• _What you are asked to do_
Can you reproduce the listing below, starting at the line containing "bark and report the pixel coordinates." and ending at the last line of the listing, with "green shrub" swapped out for "leafy bush" and nothing else changed?

######

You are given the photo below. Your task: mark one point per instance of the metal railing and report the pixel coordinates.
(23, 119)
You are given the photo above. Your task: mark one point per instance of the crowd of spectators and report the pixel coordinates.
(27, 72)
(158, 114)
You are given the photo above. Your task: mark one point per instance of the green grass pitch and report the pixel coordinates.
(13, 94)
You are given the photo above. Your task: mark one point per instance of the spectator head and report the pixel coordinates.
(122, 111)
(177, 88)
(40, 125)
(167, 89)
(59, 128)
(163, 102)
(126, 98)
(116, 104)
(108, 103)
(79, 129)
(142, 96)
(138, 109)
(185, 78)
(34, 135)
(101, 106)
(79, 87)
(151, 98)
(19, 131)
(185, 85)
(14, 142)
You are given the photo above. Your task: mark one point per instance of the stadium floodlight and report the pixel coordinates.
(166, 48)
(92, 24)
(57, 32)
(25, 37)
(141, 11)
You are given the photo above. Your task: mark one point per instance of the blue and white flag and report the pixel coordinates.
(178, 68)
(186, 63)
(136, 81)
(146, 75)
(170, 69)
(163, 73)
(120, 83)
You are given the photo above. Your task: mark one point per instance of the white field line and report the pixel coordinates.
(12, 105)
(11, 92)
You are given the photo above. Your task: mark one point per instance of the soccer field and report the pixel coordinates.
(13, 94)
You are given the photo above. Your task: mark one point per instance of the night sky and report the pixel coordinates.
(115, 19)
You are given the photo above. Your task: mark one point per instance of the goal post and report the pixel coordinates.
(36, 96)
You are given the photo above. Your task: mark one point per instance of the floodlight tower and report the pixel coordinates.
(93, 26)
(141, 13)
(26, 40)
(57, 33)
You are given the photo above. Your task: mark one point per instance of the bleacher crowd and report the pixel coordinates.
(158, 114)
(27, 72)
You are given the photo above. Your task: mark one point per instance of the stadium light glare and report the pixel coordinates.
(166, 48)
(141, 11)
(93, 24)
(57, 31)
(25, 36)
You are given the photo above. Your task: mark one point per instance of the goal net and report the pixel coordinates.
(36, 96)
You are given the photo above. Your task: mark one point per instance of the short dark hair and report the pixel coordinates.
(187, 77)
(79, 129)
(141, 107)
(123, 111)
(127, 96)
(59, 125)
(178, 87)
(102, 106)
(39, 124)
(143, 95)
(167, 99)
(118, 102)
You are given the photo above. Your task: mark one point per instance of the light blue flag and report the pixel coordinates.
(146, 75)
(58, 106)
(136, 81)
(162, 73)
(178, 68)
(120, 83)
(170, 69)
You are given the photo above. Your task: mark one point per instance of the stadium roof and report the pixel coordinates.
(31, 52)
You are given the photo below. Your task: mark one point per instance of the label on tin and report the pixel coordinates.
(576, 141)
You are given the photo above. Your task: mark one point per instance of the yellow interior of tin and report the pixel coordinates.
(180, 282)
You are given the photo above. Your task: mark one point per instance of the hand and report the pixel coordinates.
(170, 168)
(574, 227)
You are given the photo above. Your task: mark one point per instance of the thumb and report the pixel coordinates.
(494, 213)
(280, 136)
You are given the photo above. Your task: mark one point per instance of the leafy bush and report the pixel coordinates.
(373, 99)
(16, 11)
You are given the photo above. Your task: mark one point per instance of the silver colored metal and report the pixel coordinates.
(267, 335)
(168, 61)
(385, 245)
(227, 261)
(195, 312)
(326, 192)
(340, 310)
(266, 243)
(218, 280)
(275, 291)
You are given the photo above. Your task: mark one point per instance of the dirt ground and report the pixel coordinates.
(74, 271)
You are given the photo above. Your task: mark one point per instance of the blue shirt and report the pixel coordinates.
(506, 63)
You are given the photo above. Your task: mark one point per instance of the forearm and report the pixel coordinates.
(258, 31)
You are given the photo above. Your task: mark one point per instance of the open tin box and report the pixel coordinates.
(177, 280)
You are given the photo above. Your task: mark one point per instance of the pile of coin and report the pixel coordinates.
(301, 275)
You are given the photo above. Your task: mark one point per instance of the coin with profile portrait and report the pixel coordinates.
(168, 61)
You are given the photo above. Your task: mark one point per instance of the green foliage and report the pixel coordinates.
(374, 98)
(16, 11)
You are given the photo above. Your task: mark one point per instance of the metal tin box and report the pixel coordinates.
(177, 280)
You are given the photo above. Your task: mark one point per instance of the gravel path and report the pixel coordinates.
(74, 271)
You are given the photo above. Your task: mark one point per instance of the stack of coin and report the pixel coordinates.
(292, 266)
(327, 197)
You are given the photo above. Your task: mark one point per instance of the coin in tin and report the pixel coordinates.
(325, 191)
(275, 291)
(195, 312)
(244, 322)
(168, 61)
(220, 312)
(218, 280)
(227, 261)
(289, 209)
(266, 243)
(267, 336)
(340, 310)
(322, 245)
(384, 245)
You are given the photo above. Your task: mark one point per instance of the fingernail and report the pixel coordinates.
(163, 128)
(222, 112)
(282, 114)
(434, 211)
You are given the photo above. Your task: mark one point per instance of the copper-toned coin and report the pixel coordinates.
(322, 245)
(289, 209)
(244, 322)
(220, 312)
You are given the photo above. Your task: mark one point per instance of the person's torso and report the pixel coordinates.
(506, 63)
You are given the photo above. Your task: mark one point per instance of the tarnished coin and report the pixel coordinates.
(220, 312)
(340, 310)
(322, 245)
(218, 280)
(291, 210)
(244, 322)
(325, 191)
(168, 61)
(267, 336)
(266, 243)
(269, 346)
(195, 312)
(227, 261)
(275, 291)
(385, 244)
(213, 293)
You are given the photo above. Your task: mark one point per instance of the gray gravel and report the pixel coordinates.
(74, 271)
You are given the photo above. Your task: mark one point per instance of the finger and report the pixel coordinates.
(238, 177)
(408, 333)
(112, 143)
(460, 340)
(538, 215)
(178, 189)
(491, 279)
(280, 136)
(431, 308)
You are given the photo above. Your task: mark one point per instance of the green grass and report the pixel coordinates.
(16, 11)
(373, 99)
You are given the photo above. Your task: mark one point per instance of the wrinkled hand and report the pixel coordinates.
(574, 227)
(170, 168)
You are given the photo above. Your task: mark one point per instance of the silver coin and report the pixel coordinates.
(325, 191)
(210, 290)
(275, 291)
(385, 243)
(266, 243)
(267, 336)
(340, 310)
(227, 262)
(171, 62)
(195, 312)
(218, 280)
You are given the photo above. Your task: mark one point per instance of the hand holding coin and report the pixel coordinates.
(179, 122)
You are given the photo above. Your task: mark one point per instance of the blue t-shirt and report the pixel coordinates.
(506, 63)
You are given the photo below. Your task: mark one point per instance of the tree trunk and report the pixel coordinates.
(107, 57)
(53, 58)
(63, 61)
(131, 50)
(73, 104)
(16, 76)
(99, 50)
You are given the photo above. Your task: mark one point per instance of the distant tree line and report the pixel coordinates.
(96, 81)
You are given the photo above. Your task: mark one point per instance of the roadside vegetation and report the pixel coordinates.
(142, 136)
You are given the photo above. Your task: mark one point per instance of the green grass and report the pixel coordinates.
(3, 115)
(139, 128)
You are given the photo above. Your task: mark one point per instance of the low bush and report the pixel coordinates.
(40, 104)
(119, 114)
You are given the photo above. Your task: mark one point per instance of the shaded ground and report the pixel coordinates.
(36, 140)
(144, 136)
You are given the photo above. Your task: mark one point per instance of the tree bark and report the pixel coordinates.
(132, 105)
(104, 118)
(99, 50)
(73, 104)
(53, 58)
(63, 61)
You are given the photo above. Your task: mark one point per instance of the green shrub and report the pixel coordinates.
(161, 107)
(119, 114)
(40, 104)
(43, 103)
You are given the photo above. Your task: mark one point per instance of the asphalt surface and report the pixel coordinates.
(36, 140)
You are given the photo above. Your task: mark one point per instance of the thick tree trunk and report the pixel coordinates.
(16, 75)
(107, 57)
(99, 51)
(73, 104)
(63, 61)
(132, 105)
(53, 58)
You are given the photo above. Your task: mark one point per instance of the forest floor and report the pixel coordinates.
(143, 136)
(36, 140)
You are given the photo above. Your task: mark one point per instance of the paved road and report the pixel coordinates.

######

• _Reply_
You are given the photo above. Your task: mark one point per instance of the tree bark and report the pixel coordinates.
(132, 105)
(104, 118)
(99, 50)
(73, 104)
(53, 58)
(63, 61)
You are given the photo above. Your task: mark one point per instance of the leafy bush and report the pixel coordinates.
(161, 107)
(119, 114)
(40, 104)
(43, 103)
You are given the photo above. Your task: mark one point per instance of the asphalt surface and report the pixel coordinates.
(36, 140)
You are given the photo above. Your task: mark one point per instance of the thick tree trunk and report the pixel coordinates.
(16, 75)
(107, 57)
(99, 51)
(73, 104)
(63, 61)
(132, 105)
(53, 58)
You are given the photo above. Your task: mark one point per instance of the forest floor and report the pixel coordinates.
(143, 136)
(36, 140)
You are given the photo above. Your task: mark one point per instance of the paved road and report the pixel coordinates.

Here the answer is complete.